-- start of Document passage --

Breaking the Arena Boundaries… Creating Adaptability in the horse

Over the years of teaching, I have had to get very, very creative at times with lesson “formats.”  Whether it was due to weather conditions, arena footing problems/access, and so forth while working with one or sometimes as many as 12 or 13 students, I’ve learned to “roll with” whatever a scenario presented and make the best learning situation out of it.  I call it Real World Riding.

From working while riding down 15’ wide canals next to huge irrigation ditches, to working on literally the side of a hill with fallen timbers, to meandering through woods or orange groves, to lessons on the beach (tough I know,) to having a lesson evolve in the “in-between area” when trying to just get from point A to point B and something unexpected comes up.
I wince when I arrive at a facility and see grooves around the rail of the arena.  I try to remind and ask my human students about how quickly they can get bored if they are “brainlessly” repeating an exercise over, and over and over again, how quickly do they think their horse will get bored?

-- end of Document passage --
-- start of Records shown --

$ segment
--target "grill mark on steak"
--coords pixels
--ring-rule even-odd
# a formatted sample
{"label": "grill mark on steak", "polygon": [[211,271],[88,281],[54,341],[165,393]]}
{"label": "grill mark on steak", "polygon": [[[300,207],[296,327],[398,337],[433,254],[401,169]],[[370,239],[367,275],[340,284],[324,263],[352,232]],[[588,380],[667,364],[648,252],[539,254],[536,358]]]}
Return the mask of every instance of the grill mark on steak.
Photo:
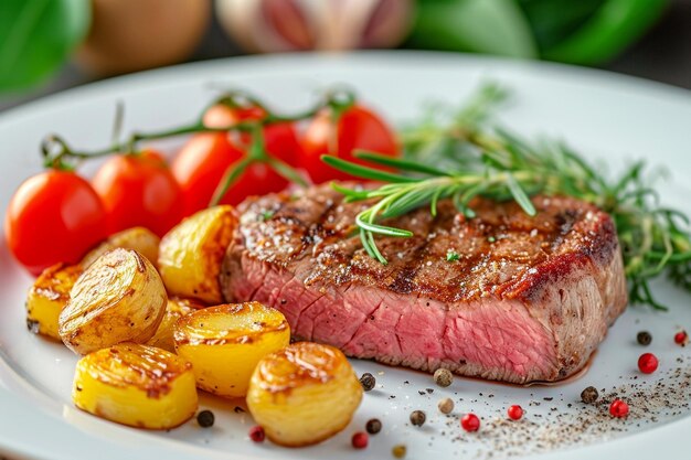
{"label": "grill mark on steak", "polygon": [[294,335],[351,356],[515,383],[563,378],[621,313],[626,281],[609,216],[568,197],[532,202],[535,217],[478,199],[472,220],[448,200],[437,218],[419,208],[386,220],[415,236],[378,237],[384,266],[352,237],[369,203],[328,186],[251,199],[224,260],[224,296],[273,306]]}

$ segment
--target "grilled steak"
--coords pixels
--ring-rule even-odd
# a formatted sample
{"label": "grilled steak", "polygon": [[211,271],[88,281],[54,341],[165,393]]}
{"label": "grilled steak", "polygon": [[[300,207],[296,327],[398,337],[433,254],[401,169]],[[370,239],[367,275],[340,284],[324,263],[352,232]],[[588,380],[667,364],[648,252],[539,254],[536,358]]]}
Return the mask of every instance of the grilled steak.
{"label": "grilled steak", "polygon": [[533,203],[532,218],[513,202],[476,200],[471,220],[449,201],[436,218],[421,208],[390,220],[415,236],[378,237],[382,265],[353,232],[365,203],[323,185],[251,199],[225,256],[224,296],[275,307],[295,336],[350,356],[513,383],[561,379],[623,312],[626,282],[607,214],[568,197]]}

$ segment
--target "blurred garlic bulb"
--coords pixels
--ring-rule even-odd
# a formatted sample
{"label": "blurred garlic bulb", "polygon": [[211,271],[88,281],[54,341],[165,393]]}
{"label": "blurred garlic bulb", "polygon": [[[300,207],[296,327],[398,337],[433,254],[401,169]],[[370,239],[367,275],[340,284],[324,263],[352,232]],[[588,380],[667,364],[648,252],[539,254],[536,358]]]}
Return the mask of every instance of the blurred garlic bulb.
{"label": "blurred garlic bulb", "polygon": [[225,31],[254,52],[395,46],[413,10],[413,0],[216,0]]}
{"label": "blurred garlic bulb", "polygon": [[211,1],[92,0],[92,29],[76,61],[92,74],[115,75],[192,54],[206,30]]}

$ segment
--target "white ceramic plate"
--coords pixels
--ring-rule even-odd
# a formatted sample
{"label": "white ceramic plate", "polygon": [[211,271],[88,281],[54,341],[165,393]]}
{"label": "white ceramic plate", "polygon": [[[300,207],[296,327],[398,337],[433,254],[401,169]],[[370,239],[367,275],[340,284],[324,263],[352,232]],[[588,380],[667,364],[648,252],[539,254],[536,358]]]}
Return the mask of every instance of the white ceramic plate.
{"label": "white ceramic plate", "polygon": [[[563,137],[615,169],[637,158],[665,165],[673,180],[660,184],[663,201],[691,213],[689,93],[574,67],[403,52],[200,63],[84,86],[0,114],[1,211],[4,214],[20,182],[40,170],[38,145],[44,135],[59,132],[84,148],[103,146],[110,138],[117,100],[127,108],[125,130],[146,130],[191,120],[216,94],[214,85],[255,90],[289,110],[306,107],[320,88],[346,83],[401,122],[418,114],[425,101],[459,101],[488,77],[514,90],[513,105],[503,111],[506,125],[529,135]],[[0,280],[0,453],[12,459],[381,459],[391,457],[392,446],[405,443],[411,459],[510,453],[531,458],[548,452],[541,458],[637,460],[691,448],[691,409],[685,403],[691,398],[691,356],[689,347],[672,341],[679,328],[691,329],[691,295],[665,282],[655,289],[670,312],[630,307],[612,328],[589,372],[573,383],[522,388],[456,378],[442,389],[426,374],[353,361],[359,373],[368,371],[378,377],[376,389],[364,396],[341,435],[313,448],[290,450],[269,442],[254,445],[246,436],[252,418],[233,410],[238,404],[209,396],[202,397],[201,406],[216,414],[212,429],[188,422],[170,432],[147,432],[76,410],[70,399],[76,356],[26,332],[23,303],[31,278],[11,260],[4,243]],[[642,347],[635,336],[641,329],[652,333],[647,351],[661,361],[651,376],[639,375],[636,368]],[[676,372],[681,374],[674,376]],[[604,415],[605,408],[598,411],[578,403],[581,391],[591,384],[606,393],[621,386],[624,395],[631,397],[631,416],[612,419]],[[655,385],[658,396],[651,389]],[[660,389],[660,385],[667,386]],[[667,397],[659,397],[660,393]],[[436,409],[443,396],[456,402],[451,417]],[[523,421],[501,421],[511,404],[528,410]],[[413,409],[427,413],[424,427],[410,426]],[[479,434],[465,434],[458,426],[458,416],[469,410],[482,417]],[[381,418],[384,428],[371,437],[366,450],[355,451],[350,437],[371,417]],[[580,432],[584,427],[585,432]]]}

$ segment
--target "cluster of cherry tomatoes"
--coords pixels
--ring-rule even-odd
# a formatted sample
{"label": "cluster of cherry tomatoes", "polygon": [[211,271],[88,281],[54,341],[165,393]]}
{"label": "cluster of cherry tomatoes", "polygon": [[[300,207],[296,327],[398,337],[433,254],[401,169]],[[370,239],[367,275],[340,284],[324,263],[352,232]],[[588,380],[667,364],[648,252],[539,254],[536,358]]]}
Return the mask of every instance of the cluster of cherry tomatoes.
{"label": "cluster of cherry tomatoes", "polygon": [[[220,128],[261,120],[259,107],[215,105],[204,126]],[[358,161],[355,149],[397,156],[384,120],[354,104],[336,116],[323,109],[304,130],[294,121],[263,126],[265,150],[304,170],[313,183],[350,179],[326,165],[325,153]],[[182,217],[206,207],[230,167],[247,156],[249,136],[204,131],[193,135],[170,165],[153,150],[113,154],[89,181],[68,168],[51,168],[28,179],[12,197],[4,222],[8,246],[32,274],[56,263],[78,263],[108,235],[145,226],[163,235]],[[223,195],[237,204],[249,195],[278,192],[288,181],[263,162],[251,163]]]}

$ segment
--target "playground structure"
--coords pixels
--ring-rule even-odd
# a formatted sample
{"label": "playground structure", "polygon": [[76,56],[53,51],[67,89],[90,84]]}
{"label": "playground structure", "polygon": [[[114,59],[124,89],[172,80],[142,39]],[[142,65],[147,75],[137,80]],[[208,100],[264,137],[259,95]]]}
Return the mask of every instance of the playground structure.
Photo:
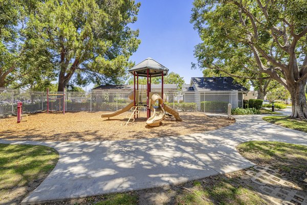
{"label": "playground structure", "polygon": [[[58,97],[60,96],[59,98]],[[50,101],[59,100],[59,110],[61,111],[61,101],[62,102],[62,111],[63,115],[65,114],[65,89],[63,90],[62,94],[50,94],[49,88],[47,88],[47,114],[49,113],[50,111],[55,111],[54,109],[50,109]]]}
{"label": "playground structure", "polygon": [[[133,112],[130,115],[127,122],[122,123],[122,125],[127,125],[134,122],[139,117],[139,107],[145,106],[147,111],[146,124],[151,126],[159,126],[160,123],[165,117],[165,111],[173,116],[176,120],[182,121],[179,113],[176,110],[165,105],[164,102],[166,101],[166,96],[163,93],[163,77],[167,75],[168,69],[150,58],[148,58],[140,63],[135,65],[129,72],[134,76],[134,90],[128,95],[133,101],[124,108],[109,113],[104,113],[102,118],[115,117],[121,113],[131,109]],[[151,92],[151,78],[161,77],[161,92]],[[139,77],[147,78],[147,86],[146,89],[143,86],[139,87]],[[154,105],[158,102],[158,106]],[[154,115],[151,116],[151,110]],[[128,115],[127,115],[127,117]]]}

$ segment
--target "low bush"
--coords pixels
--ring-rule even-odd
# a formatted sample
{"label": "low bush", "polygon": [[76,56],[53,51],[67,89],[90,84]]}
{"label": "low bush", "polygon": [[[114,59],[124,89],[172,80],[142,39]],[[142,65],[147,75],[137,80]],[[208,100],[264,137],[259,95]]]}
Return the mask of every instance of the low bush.
{"label": "low bush", "polygon": [[[274,103],[274,108],[276,109],[283,109],[287,108],[287,105],[284,104]],[[271,108],[272,108],[272,104],[270,103],[262,105],[262,107]]]}
{"label": "low bush", "polygon": [[231,115],[259,115],[260,111],[255,108],[242,108],[242,107],[237,107],[231,109]]}
{"label": "low bush", "polygon": [[203,101],[201,102],[202,111],[205,112],[226,112],[228,102]]}
{"label": "low bush", "polygon": [[250,99],[248,101],[248,107],[250,108],[254,108],[257,109],[260,109],[263,102],[263,100]]}

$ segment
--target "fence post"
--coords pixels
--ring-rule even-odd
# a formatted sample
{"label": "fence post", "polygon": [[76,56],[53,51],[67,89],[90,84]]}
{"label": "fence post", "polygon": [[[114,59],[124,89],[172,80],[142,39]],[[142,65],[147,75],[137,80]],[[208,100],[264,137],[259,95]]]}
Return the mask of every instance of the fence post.
{"label": "fence post", "polygon": [[231,119],[231,104],[228,103],[228,110],[227,110],[227,116],[228,119]]}
{"label": "fence post", "polygon": [[41,95],[41,111],[43,111],[43,92],[40,93]]}
{"label": "fence post", "polygon": [[14,113],[14,90],[12,90],[12,115]]}

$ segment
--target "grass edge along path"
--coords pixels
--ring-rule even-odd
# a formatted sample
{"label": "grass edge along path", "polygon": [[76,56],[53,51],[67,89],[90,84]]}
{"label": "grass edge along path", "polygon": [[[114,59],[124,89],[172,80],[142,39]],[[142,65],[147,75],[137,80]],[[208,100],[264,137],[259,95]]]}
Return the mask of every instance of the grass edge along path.
{"label": "grass edge along path", "polygon": [[287,128],[307,132],[307,120],[299,120],[284,116],[267,116],[263,117],[262,119]]}
{"label": "grass edge along path", "polygon": [[52,171],[58,157],[49,147],[0,144],[0,201],[19,204]]}

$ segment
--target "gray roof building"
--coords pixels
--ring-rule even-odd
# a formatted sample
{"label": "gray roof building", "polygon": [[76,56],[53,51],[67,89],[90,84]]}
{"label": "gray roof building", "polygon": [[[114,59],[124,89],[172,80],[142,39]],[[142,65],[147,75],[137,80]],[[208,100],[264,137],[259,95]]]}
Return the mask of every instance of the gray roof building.
{"label": "gray roof building", "polygon": [[242,85],[234,81],[231,77],[191,78],[187,90],[238,90],[247,93],[248,90]]}

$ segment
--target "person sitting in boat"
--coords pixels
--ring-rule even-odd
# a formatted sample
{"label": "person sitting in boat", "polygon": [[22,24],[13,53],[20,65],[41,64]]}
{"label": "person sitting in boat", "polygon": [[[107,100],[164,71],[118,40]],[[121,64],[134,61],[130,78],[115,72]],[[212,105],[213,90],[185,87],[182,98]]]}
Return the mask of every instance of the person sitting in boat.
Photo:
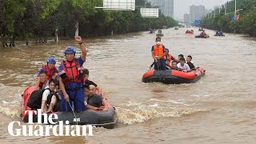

-- end of Records shown --

Problems to work on:
[1] From the passage on riding beyond the arena, list every place or setting for riding work named in the sentence beginning "From working while riding down."
[2] Write the next part of the passage on riding beyond the arena, picking up after its final sentence.

Solved problems:
[1]
- 15' wide canals next to huge irrigation ditches
- the side of a hill with fallen timbers
- woods or orange groves
- the beach
- the "in-between area" when trying to get from point A to point B

[2]
In my own initial riding lessons as a student, there were the traditional “rules,” which do have value, but I find they often hinder people’s creativity and a horse’s enthusiasm the  more often the similar lessons are taught.
People and horses easily fall into patterned routines, such as tacking up in the same spot, mounting in the same place, initially always riding off in the same direction, without even realizing what they are doing.  And often, as long as they keep asking a task of their horse in the same pattern, the horse will offer what seems to be a complacent response, but what really is a conditioned response, which then can lead to a lot of problems.
Horses have their brain and emotions.  So learning how to work with the horse’s brain, creating a mental availability within him so that he can then be influenced will then increase his confidence when the unknown or unexpected is presented.
One of the factors that contribute to this is keeping the horse's mind focused, rather than just addressing his physical movement. The more creative sessions are, often the better a horse responds.  
How many times have you been in the shower thinking about something and suddenly stopped and asked yourself, “Did I already put conditioner in my hair?”  You can quickly get used to a routine, and you can physically accomplish the task at hand, but often be mentally somewhere else. This is often the case with horses.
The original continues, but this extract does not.